Output each line of the material exactly as it stands.

◆ MATERIAL PROVIDED:
+++

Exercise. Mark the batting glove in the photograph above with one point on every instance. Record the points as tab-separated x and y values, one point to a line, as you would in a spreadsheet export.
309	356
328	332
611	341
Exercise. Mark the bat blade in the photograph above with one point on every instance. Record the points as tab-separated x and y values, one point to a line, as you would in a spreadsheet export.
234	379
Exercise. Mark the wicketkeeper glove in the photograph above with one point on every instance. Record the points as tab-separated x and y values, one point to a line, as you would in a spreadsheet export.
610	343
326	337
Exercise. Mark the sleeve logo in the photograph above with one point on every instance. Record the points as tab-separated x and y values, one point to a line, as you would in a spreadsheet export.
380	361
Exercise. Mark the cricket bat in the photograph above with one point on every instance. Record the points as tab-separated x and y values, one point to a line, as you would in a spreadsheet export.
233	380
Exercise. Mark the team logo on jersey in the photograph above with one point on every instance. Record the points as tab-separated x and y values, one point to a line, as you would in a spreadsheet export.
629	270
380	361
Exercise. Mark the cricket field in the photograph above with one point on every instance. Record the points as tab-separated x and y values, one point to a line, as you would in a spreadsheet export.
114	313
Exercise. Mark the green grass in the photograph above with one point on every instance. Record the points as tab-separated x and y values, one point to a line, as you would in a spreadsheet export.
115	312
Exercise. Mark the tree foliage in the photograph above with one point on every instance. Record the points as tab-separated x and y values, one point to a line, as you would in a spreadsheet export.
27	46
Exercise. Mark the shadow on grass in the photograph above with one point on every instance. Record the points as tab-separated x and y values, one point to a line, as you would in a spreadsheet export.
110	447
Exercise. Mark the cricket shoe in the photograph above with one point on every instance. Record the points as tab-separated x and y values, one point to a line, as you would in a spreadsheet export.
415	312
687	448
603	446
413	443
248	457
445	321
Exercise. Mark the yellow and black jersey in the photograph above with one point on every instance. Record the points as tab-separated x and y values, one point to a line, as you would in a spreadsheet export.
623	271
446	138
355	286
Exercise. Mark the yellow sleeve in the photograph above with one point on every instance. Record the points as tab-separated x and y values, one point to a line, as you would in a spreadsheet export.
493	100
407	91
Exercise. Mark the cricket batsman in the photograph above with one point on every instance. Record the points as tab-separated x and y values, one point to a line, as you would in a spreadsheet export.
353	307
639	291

+++

◆ COMPLETED TASK:
Exercise. Mark the batting glove in the photograph above with one point on every instance. Record the points as tab-separated x and y values, one point to a line, as you would in a spreadsheet export.
309	356
328	332
611	341
Exercise. Mark the bat blade in the photograph above with one point on every instance. Record the points as tab-separated x and y values, one point to a line, as you would in a spreadsheet export.
234	379
Exercise. Mark the wicketkeeper glove in the photograph above with one point on every instance. Record the points as tab-separated x and y values, one point to a line, as you would in a spreadsheet export.
610	343
326	337
Exercise. Mark the sleeve logo in the photograph above with one point on every instance. Record the points as tab-separated x and y values, one point to a line, as you would in a spreadsheet export.
380	361
Exercise. Mark the cricket bat in the photograph above with one point on every instance. Record the points as tab-separated x and y values, one point to a line, as you would in a spreadsheet export.
233	380
Exercise. Mark the team logo on jersey in the photograph above with one point on every instance. Record the points as tab-separated x and y values, one point to a line, as you would in a spreadsheet export.
629	270
380	361
Exercise. Mark the cricket field in the photograph above with one point on every instance. Record the points as tab-separated x and y values, one point to a line, as you would in a spreadsheet export.
114	313
Exercise. Mark the green grass in the photograph above with one point on every instance. Record the points as tab-separated x and y values, one point to a line, as you would in a spreadsheet export.
115	312
Exercise. Mark the tree foliage in the photograph above with one point on every instance. Record the points as tab-separated x and y values, one point to a line, as you would in a spreadsheet export.
27	46
Exercise. Mark the shadow on grass in the photograph above with one point on every instance. Record the points as tab-separated x and y values, one point to a line, as you would in a spreadsheet export.
110	447
Exercise. Mark the cricket shoe in the photograph above with one point on every instance. Record the points as tab-separated x and y values, one point to a line, as you would in a spreadsheet export.
415	312
687	448
603	446
413	443
248	457
445	321
Exercise. Mark the yellow and black jersey in the photograph above with one point on every instance. Record the points as tab-separated x and y values, one point to a line, as you would in a spreadsheet export.
623	271
446	138
355	286
Exercise. Mark the yellow sleeve in the photograph above with one point on every instance. Record the points as tab-separated x and y values, one point to a line, as you would in a spreadsheet export.
493	100
407	91
Exercise. Mark the cricket batsman in the photograph above with one point on every instance. Record the points as tab-separated x and y values, one point to a line, as you would in a spreadsheet export.
353	307
639	291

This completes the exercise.